## TASK ITEM A
Can you give the passage of the Ostrea lurida DNA isolation notes from "Evaluated gDNA quality" up to and including "PacBio facility tomorrow!" again, replacing "smearing" with "streaking" each time it appears?
## TASK ITEM B
How would the Ostrea lurida DNA isolation notes go on after their last sentence? Write that continuation.

## EXERCISE TEXT
<<<<

DNA Isolation – Ostrea lurida DNA for PacBio Sequencing

In an attempt to improve upon the partial genome assembly we received from BGI, we will be sending DNA to the UW PacBio core facility for additional sequencing.

Isolated DNA from mantle tissue from the same Ostrea lurida individual used for the BGI sequencing efforts. Tissue was collected by Brent & Steven on 20150812.

Used the E.Z.N.A. Mollusc Kit (Omega) to isolate DNA from two separate 50mg pieces of mantle tissue according to the manufacturer’s protocol, with the following changes:

  • Samples were homogenized with plastic, disposable pestle in 350μL of ML1 Buffer
  • Incubated homogenate at 60C for 1.5hrs
  • No optional steps were used
  • Performed three rounds of 24:1 chloroform:IAA treatment
  • Eluted each in 50μL of Elution Buffer and pooled into a single sample

Quantified the DNA using the Qubit dsDNA BR Kit (Invitrogen). Used 1μL of DNA sample.

Concentration = 326ng/μL (Quant data is here [Google Sheet]: 20161214_gDNA_Olurida_qubit_quant

Yield is good and we have more than enough (~5μg is required for sequencing) to proceed with sequencing.

Evaluated gDNA quality (i.e. integrity) by running ~500ng (1.5μL) of sample on 0.8% agarose, low-TAE gel stained with ethidium bromide.

Used 5μL of O’GeneRuler DNA Ladder Mix (ThermoFisher).

Results:

 

 

Overall, the gel looks OK. A fair amount of smearing, but a strong, high molecular weight band is present. The intensity of the smearing is likely due to the fact that the gel is overloaded for this particular well size. If I had used a broader comb and/or loaded less DNA, the band would be more defined and the smearing would be less prominent.

Will submit sample to the UW PacBio facility tomorrow!

>>>>

## Stored entries

<<<<

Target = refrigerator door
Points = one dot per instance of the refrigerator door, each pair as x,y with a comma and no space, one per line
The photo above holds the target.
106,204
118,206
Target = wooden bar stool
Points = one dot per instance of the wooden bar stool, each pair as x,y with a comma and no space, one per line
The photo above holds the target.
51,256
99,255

>>>>

## EXPECTED ANSWER A
Evaluated gDNA quality (i.e. integrity) by running ~500ng (1.5μL) of sample on 0.8% agarose, low-TAE gel stained with ethidium bromide.

Used 5μL of O’GeneRuler DNA Ladder Mix (ThermoFisher).

Results:

 

 

Overall, the gel looks OK. A fair amount of streaking, but a strong, high molecular weight band is present. The intensity of the streaking is likely due to the fact that the gel is overloaded for this particular well size. If I had used a broader comb and/or loaded less DNA, the band would be more defined and the streaking would be less prominent.

Will submit sample to the UW PacBio facility tomorrow!

## EXPECTED ANSWER B
Data Managment – Trim Output Cells from Jupyter Notebook

Last week I downloaded the final BGI data files and assemblies for Olympia oyster and geoduck genome sequencing projects. However, the output from the download command made the Jupyter Notebook files too large to view and/or upload to GitHub. So, I had to trim the output cells from that notebook in order to render it usable/viewable.

The notebook below details how I did that and also examines the original version of that jumbo notebook to give some idea of what the command outputs were, for posterity.

Jupyter Notebook: 20161214_docker_notebook_trimming.ipynb

Data Management – Download Final BGI Genome & Assembly Files

We received info to download the final data and genome assembly files for geoduck and Olympia oyster from BGI.

In total, the downloads took a little over three days to complete!

The notebook detailing how the files were downloaded is below, but it should be noted that I had to strip the output cells because the output from the download command made the file too large to upload to GitHub, and the size of the notebook file would constantly crash the browser/computer that it was opened in. So, the notebook below is here for posterity.

Jupyter Notebook: 20161206_docker_BGI_genome_downloads.ipynb

 

Goals – December 2016

Well, I’ve finally progressed with the Olly GBS analysis!

I’m nearly finished with the analysis of the de novo PyRad data. Next, I’ll run PyRad using our Oly partial genome that we have from BGI. This will allow a more descriptive evaluation of SNP loci, since we’ll actually be able to associate the SNPs with various gene annotations, thus providing more meaningful insight.

On the Oly genome front, I also need to submit samples for PacBio sequencing. This will be an attempt to fill in the gaps of the Oly genome scaffold we currently have.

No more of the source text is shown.